◆ ISTRUZIONI ◆
1. Rispondi a queste domande sul brano sui Pronto Soccorso durante la pandemia:
(a) Quali incarichi ricopre Rodolfo Ferrari?
(b) Perché nella prima fase c'era anche paura?
(c) Quale era diventato l'imperativo?
2. Ricopia alla lettera una parte del brano sui Pronto Soccorso durante la pandemia, iniziando da "Nonostante la situazione, Ferrari" e terminando con "la propria sicurezza.".

A un anno fa dall’inizio della pandemia, per la Società Italiana della Medicina di Emergenza-Urgenza è tempo di bilanci, per capire cosa è accaduto e cosa ancora va fatto.

Il dottor Rodolfo Ferrari, presidente regionale SIMEU e direttore della UOC Pronto Soccorso e Medicina d’Urgenza dell’Ausl di Imola, ricorda una prima fase complessa, anche emotivamente, fatta di dubbi, contraddizioni, scarsa conoscenza, terapie sperimentali, stanchezza, diffidenza da parte dei vicini di casa. E anche di paura, perché non era ben chiaro quali fossero le vie di trasmissione del Covid-19. Nei Pronto Soccorso non si è detto “no” a nessuno, tutti venivano accolti e trattati.

«Abbiamo avuto spesso la sensazione», ricorda Ferrari, «che non si sia realmente compreso quanto abbiamo fatto e quanto abbiamo sacrificato. Con risorse umane e materiali che già erano limitate nel rapporto tra domanda e offerta, prima dell’emergenza pandemica».
Nonostante la situazione, Ferrari assicura che tutti hanno sempre tenuto la mente lucida e lavorato per risolvere i dubbi. Si cercavano chiare indicazioni di comportamento, anche per proteggersi e proteggere. Con il tempo si è scoperto qualcosa di più di questo nuovo virus e nella seconda fase le cose avrebbero potuto essere più semplici… e invece chi lavora in Pronto Soccorso ha dovuto fare i conti con la stanchezza e anche con l’esigenza di riaprire il Paese e tornare ad accogliere pazienti non Covid, gestendo diverse situazioni.

L’imperativo era quindi diventato curare in sicurezza, anche la propria sicurezza.

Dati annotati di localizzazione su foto
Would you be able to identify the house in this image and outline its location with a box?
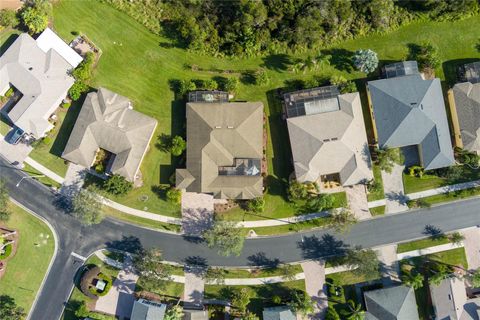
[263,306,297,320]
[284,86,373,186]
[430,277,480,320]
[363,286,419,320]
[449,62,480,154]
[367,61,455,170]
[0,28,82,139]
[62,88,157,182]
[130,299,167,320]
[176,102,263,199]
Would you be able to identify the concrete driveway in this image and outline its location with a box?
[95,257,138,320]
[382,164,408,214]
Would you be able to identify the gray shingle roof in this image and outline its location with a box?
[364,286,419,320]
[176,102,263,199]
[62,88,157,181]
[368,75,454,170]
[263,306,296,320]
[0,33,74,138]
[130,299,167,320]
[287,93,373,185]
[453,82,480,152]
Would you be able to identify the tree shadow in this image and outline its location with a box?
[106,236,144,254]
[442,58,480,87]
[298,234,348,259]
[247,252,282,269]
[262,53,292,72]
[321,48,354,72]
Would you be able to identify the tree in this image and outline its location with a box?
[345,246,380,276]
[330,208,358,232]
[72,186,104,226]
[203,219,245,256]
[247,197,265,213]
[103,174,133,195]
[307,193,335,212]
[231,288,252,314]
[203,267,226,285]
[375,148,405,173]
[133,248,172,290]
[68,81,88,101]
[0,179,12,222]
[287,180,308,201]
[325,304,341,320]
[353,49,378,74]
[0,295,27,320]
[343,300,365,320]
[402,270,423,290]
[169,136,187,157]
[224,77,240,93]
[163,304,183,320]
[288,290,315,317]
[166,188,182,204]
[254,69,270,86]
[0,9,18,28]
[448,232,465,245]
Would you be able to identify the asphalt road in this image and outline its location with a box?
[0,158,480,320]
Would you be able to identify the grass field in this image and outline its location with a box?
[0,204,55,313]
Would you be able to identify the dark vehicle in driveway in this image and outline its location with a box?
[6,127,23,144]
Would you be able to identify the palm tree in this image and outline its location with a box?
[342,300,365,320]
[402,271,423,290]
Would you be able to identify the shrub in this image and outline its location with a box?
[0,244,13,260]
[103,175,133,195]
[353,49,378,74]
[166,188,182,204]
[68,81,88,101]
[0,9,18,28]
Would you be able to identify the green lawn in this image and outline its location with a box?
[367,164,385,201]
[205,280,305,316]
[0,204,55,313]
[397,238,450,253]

--

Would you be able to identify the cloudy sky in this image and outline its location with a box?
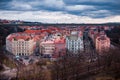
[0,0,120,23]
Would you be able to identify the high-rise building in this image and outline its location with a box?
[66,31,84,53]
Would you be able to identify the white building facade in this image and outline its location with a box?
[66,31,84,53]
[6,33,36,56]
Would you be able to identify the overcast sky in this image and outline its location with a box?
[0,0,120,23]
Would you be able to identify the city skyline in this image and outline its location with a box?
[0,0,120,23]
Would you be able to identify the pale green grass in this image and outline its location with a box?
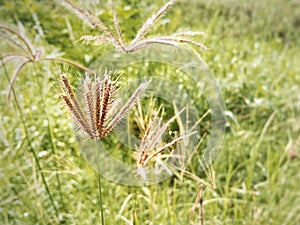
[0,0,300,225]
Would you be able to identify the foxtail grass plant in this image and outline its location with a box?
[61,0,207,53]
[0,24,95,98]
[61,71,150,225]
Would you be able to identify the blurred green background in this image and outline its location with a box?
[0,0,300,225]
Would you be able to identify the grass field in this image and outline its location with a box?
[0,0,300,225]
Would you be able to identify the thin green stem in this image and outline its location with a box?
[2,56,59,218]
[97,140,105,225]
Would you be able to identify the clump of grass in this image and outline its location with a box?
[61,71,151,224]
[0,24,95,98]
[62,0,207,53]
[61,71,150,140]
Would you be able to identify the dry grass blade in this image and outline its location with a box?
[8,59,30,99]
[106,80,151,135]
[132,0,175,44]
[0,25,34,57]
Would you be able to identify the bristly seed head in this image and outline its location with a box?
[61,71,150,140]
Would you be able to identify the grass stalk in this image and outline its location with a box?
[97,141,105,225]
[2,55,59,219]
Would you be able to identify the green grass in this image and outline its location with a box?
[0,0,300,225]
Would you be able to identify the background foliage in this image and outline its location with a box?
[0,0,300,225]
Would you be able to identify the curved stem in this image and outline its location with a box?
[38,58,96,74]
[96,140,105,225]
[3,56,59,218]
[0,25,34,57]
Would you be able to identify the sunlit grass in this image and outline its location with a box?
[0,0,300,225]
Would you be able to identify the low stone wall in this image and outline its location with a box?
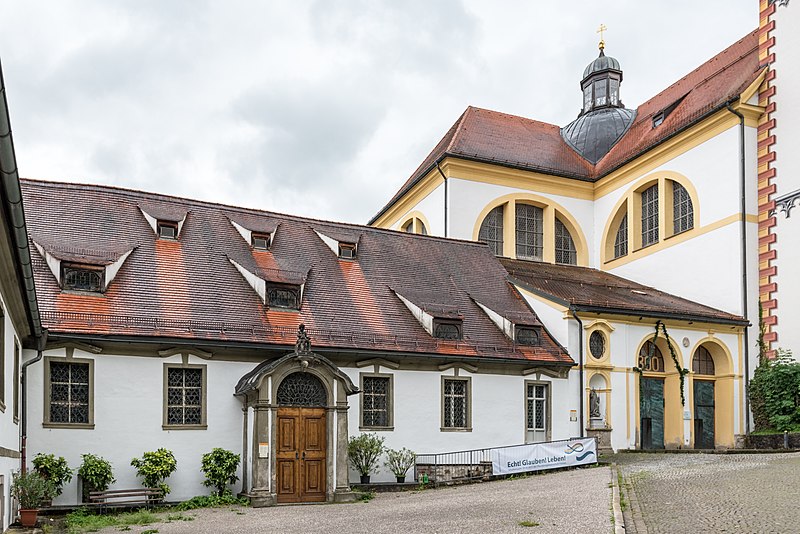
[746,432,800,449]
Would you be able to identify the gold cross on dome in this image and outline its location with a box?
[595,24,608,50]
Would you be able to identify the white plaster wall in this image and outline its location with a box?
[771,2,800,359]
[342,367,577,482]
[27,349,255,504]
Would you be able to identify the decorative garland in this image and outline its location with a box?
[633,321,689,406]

...

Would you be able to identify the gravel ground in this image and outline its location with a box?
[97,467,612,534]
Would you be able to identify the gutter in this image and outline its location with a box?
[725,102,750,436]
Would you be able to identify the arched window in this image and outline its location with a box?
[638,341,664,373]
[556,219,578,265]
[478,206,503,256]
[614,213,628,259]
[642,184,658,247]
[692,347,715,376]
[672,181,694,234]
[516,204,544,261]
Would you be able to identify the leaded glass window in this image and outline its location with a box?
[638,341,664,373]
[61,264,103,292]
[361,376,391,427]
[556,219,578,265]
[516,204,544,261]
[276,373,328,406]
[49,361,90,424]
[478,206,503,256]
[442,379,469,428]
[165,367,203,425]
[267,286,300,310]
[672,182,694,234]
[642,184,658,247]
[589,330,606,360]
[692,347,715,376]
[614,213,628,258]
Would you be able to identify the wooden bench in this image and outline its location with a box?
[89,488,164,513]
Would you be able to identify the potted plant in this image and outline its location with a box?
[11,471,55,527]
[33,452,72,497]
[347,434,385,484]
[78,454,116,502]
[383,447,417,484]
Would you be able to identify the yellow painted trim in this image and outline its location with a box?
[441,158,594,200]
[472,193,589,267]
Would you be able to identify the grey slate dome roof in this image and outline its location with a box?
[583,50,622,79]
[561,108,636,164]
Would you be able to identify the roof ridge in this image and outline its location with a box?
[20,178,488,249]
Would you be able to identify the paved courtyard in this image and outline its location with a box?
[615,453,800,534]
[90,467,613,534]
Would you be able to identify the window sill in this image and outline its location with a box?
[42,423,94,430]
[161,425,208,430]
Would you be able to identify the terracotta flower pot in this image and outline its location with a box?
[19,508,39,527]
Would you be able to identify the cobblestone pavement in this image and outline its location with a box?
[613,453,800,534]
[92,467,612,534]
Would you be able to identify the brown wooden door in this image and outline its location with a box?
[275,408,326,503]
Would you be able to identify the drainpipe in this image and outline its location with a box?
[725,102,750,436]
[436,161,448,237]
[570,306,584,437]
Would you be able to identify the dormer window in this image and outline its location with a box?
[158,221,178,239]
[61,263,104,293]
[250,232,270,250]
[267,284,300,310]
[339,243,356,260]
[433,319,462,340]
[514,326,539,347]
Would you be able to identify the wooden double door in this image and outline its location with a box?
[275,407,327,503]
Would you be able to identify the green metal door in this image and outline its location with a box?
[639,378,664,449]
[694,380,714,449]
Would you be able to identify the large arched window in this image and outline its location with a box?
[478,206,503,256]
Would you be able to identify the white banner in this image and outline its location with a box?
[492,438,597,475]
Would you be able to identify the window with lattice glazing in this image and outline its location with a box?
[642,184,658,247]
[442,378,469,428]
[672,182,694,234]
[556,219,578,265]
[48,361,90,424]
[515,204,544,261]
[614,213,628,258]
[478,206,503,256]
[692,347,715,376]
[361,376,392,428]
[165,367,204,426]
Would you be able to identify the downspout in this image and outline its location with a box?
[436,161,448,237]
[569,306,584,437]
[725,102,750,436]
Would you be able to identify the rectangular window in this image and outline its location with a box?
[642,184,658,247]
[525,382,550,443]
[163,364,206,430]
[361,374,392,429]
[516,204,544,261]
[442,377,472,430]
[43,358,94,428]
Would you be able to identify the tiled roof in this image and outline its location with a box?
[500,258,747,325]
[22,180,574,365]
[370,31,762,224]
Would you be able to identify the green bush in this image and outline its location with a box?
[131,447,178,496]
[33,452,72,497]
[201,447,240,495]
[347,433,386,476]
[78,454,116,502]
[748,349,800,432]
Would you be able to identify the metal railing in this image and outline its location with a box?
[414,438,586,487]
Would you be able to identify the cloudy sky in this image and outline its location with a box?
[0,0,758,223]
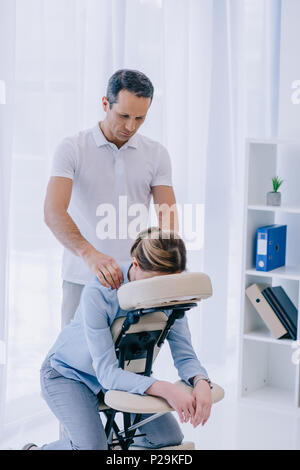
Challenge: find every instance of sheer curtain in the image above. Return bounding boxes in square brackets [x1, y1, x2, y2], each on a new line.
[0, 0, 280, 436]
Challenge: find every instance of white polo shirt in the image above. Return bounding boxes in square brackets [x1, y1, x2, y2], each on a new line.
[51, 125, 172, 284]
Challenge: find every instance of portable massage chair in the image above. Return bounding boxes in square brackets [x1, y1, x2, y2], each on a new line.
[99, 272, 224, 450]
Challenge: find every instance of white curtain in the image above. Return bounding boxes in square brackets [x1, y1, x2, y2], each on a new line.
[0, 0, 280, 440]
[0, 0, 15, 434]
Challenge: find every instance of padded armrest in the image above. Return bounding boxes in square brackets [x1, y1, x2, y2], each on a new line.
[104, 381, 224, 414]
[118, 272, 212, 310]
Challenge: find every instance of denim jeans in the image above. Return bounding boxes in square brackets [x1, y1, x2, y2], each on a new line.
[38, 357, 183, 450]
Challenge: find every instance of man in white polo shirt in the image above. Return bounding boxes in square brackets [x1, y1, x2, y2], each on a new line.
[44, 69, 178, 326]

◆ RISPOSTE ◆
1.
(a) È presidente regionale SIMEU e direttore della UOC Pronto Soccorso e Medicina d'Urgenza dell'Ausl di Imola.
(b) Perché non era ben chiaro quali fossero le vie di trasmissione del Covid-19.
(c) Curare in sicurezza, anche la propria sicurezza.

2.
Nonostante la situazione, Ferrari assicura che tutti hanno sempre tenuto la mente lucida e lavorato per risolvere i dubbi. Si cercavano chiare indicazioni di comportamento, anche per proteggersi e proteggere. Con il tempo si è scoperto qualcosa di più di questo nuovo virus e nella seconda fase le cose avrebbero potuto essere più semplici… e invece chi lavora in Pronto Soccorso ha dovuto fare i conti con la stanchezza e anche con l’esigenza di riaprire il Paese e tornare ad accogliere pazienti non Covid, gestendo diverse situazioni.

L’imperativo era quindi diventato curare in sicurezza, anche la propria sicurezza.